Exercise goal - The expected reply is all of the data, returned exactly.

[Data excerpts]
------------------------------
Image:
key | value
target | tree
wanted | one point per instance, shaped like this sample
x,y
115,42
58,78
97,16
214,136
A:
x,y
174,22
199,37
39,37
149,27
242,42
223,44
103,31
------------------------------
Answer space -
Image:
key | value
target | tree
wanted | one point per instance, shaped like this sample
x,y
115,42
58,78
97,16
214,136
A:
x,y
174,22
199,37
39,37
149,27
242,42
223,44
103,31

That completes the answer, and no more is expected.